#### Dataset records
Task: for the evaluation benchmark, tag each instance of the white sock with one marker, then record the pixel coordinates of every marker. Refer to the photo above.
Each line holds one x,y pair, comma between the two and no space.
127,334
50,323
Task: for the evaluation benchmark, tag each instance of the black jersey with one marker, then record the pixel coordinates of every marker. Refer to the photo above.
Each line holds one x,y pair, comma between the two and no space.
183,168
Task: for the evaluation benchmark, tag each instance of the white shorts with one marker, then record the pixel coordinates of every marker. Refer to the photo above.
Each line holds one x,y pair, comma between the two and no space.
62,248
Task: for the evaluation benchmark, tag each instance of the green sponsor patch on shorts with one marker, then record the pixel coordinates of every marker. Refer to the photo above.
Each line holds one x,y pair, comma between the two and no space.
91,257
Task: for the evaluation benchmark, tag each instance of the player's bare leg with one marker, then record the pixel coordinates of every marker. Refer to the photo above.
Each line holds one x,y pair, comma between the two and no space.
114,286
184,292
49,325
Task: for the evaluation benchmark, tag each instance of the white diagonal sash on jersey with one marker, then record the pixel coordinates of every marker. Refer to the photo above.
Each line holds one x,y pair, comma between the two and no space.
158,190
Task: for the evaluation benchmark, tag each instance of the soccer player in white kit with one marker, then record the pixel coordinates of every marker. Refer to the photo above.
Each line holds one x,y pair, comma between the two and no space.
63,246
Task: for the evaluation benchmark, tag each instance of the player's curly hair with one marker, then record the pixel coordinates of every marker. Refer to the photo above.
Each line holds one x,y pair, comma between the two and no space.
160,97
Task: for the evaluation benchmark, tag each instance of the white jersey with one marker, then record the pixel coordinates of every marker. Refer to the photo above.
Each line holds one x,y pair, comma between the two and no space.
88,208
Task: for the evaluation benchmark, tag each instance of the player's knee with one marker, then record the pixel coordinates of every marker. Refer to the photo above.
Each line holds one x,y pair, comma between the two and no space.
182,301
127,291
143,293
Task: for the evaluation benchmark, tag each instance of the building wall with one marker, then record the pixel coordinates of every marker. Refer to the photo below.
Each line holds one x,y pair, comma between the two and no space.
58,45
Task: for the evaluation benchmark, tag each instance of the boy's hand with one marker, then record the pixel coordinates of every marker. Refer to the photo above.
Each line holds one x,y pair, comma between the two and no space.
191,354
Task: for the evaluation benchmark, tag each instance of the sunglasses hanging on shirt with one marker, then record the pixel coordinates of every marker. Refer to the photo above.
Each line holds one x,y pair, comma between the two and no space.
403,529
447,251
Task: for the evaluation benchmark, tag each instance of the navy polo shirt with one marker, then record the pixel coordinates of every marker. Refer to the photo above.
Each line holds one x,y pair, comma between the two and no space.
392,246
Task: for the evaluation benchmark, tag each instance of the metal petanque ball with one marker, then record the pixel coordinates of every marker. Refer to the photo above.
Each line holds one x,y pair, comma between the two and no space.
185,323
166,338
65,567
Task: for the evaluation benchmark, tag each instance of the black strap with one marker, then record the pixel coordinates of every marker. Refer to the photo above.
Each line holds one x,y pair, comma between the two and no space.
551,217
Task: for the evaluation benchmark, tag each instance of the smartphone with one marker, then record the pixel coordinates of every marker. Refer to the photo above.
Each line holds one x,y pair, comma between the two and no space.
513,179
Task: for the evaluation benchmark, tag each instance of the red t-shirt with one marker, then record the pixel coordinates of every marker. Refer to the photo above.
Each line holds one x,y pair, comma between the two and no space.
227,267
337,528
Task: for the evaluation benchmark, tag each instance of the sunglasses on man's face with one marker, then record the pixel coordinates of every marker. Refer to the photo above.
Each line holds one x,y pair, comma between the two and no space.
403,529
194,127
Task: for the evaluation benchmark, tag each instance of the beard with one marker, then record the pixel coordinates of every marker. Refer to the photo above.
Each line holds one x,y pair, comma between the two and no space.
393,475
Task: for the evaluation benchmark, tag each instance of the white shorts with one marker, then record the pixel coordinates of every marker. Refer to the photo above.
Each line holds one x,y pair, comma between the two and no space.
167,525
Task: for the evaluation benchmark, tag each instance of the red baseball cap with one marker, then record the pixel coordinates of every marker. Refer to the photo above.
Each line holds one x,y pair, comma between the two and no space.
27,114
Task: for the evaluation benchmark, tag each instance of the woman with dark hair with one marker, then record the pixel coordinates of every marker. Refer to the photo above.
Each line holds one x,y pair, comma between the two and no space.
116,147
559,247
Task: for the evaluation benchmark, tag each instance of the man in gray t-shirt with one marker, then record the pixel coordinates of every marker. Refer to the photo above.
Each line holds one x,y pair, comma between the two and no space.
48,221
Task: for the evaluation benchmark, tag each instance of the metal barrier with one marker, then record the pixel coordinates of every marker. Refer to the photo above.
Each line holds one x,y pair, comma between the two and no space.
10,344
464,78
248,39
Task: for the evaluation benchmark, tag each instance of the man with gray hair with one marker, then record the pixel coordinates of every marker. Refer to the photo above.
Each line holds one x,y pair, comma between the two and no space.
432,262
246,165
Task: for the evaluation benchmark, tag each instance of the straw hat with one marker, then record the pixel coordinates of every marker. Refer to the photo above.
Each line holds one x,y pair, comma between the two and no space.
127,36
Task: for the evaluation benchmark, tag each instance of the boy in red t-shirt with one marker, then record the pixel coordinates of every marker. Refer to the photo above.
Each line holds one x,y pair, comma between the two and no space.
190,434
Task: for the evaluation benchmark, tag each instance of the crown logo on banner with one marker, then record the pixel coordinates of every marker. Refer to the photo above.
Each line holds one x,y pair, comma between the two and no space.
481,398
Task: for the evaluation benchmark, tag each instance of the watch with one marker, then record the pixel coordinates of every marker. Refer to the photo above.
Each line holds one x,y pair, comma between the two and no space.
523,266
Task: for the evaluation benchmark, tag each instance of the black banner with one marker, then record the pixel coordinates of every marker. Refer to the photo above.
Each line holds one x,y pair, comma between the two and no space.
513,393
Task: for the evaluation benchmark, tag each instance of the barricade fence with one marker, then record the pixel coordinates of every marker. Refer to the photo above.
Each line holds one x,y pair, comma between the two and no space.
########
__Task description__. Copy out the full set of records precisely, leaving nothing out.

__Answer below__.
Task: for the evaluation benchmark, tag each instance of the white sock with one marker, then record the pixel coordinates of every marker. Refer to the photo above.
Each line holds one x,y pair, comma between the two and no space.
127,334
50,323
Task: for the evaluation benchmark, tag each instance of the black jersey with one marker, then record the pixel coordinates of every marker. Refer to the photo above.
Each line holds one x,y pair, comma between the two and no space.
183,168
Task: for the evaluation benchmark, tag each instance of the white shorts with one marker, then record the pixel coordinates of every marker. Refer to the photo above.
Each line holds one x,y pair, comma between the two and no space.
62,248
Task: for the evaluation benchmark, tag each instance of the green sponsor patch on shorts with one marker, then record the pixel coordinates of every marker. Refer to the photo above.
Each line holds one x,y pair, comma between the two and no space.
91,257
Task: for the evaluation benchmark, tag each instance of the player's bare leg with one marker, then record the pixel coordinates of every marker. Refer to the photo above.
Each line holds one x,y pair, comma between the two and no space.
114,286
184,292
49,325
Task: for the evaluation benchmark, tag each instance of the white diagonal sash on jersey with one marker, then record the pixel coordinates of every marker. Refer to the photo above.
Each line holds one x,y pair, comma between the two and no space.
158,190
Task: for the evaluation benchmark, tag each instance of the soccer player in white kit with one marker, then record the pixel coordinates of every marker. Refer to the photo above.
Each line holds one x,y pair, comma between the two and no space.
63,246
Task: for the evaluation benchmark, tag each instance of the player's curly hair with one marker, then record the pixel coordinates of every marker. Refer to the photo above.
Each line holds one x,y pair, comma between the two and no space.
160,97
Task: for the evaluation benchmark, tag each instance of the white jersey with one marker, then record the pixel coordinates of every marker. Refer to the photo above.
Each line holds one x,y pair, comma between the two and no space.
88,208
Task: for the evaluation benchmark, tag each instance of the player's knee with one marker, then record the pixel coordinates of every marker. Refer to the photo above.
Each line holds one x,y pair, comma between the two and no space.
182,301
127,291
143,293
Task: for the evaluation benchmark, tag each instance of the building wall with one marker, then record the pixel coordinates of every marker. Refer to the photo below.
Each line holds one x,y pair, comma between the two and no space.
58,45
Task: for the evaluation benchmark, tag each instance of the boy's hand with one marker, then record the pixel coordinates of every marker. Refer to the photo above.
Each line holds one x,y pair, comma between the two and no space.
191,354
Task: for the evaluation benchmark, tag each instance of the sunglasses hanging on shirt with one marker, then record the pixel coordinates of every marker. Refer to the photo above.
Each line holds one x,y pair, comma between the two and no space.
403,529
447,251
Task: for the evaluation benchmark, tag each instance of the navy polo shirt with one marker, then record the pixel coordinates of every marker. Refer to the photo above.
Each line holds one x,y pair, comma between the two and no space.
392,246
Task: for the evaluation benchmark, tag each instance of the metal petanque ball with one marker, then record the pixel coordinates of every marker. Refer to the photo above.
Each line holds one x,y pair, comma between the two and no space.
185,323
166,338
65,567
Task: for the evaluation benchmark, tag each instance of the black strap with one marker, then record the pixel coordinates of every marker. Refer to the photo above.
Each line holds one x,y pair, comma between the two and no space.
551,217
Task: for the evaluation benchmark, tag each instance of the smartphone with one marker, then record the pixel coordinates of every marker. Refer to the photo above.
Each line holds one x,y pair, comma between the two and no space.
513,179
Task: for the evaluation benchmark, tag each instance of the red t-shirt with one marker, then record the pixel coordinates of every marker. Refer to the photo above.
Each line holds one x,y pair, comma between the two and no space.
227,267
337,528
Task: for the evaluation benchmark, tag each instance of the sunglasses on man's face with one marker, then record the pixel coordinates of every marker. Refer to the photo above.
Each line holds one x,y pair, comma between the two and no space.
403,529
194,127
Task: for the evaluation benchmark, tag each instance of the beard with one marker, then record the pixel coordinates of every marker. Refer to the photo above.
Each line holds one x,y pair, comma between the two and no space.
393,475
Task: for the evaluation benchmark, tag each instance of the white shorts with one marker, then record the pixel coordinates of every marker. Refer to the photo above.
Each line holds one x,y pair, comma between the two and no space.
167,525
Task: for the evaluation benchmark, tag each instance of the red baseball cap with one marker, then record the pixel coordinates of every marker. Refer to the photo above.
Each line holds one x,y pair, comma between the two and no space.
27,114
Task: for the evaluation benchmark, tag each instance of the woman with dark hair with one marker, then record the pixel coordinates of every marker. Refer to the photo above.
Each line holds one x,y pair, comma between the two and no space.
116,147
559,247
Task: for the evaluation benchmark, tag each instance of the man in gray t-shirt with one marker, then record the pixel coordinates of every marker. Refer to the photo above.
Each line holds one x,y pair, comma between the two and no space.
48,221
Task: for the evaluation benchmark, tag each instance of the metal barrier with one marker, then record the pixel coordinates of every marker. Refer to the photo above.
Each line holds one x,y pair, comma between the two and no space.
10,344
464,78
248,39
Task: for the evaluation benchmark, tag each instance of the man with gray hair with one marker, then record the pixel coordinates of every marker. Refer to the photo above.
Each line holds one x,y pair, comma between the two and no space.
432,262
246,165
Task: for the evaluation benchmark, tag each instance of the straw hat with one marker, then record the pixel coordinates of every marker. Refer to the photo above.
Each line holds one x,y pair, comma between the two and no space.
127,36
Task: for the evaluation benchmark, tag each instance of the boy in red t-shirt with one marker, then record the pixel coordinates of every marker. Refer to the photo above.
Each line holds one x,y pair, comma between the two and no space.
190,434
Task: for the evaluation benchmark, tag each instance of the crown logo on banner with one marker, then record the pixel coordinates of every marker. Refer to the photo above.
Each line holds one x,y pair, comma between the two and no space.
481,398
Task: for the evaluation benchmark, tag each instance of the watch with one marker, then record the pixel coordinates of every marker. Refer to the photo above.
Each line holds one x,y pair, comma between the two and no space.
523,266
Task: for the evaluation benchmark, tag each instance of the black banner with one marker, then record the pixel coordinates of every marker. Refer to the photo above.
Each line holds one x,y pair, comma between the two and no space.
513,393
Task: for the evaluation benchmark, tag each instance of the barricade fence with one marker, then record the pixel coordinates of every marker. Refer to the photo above.
Each line holds one x,y pair, comma between the two and no space.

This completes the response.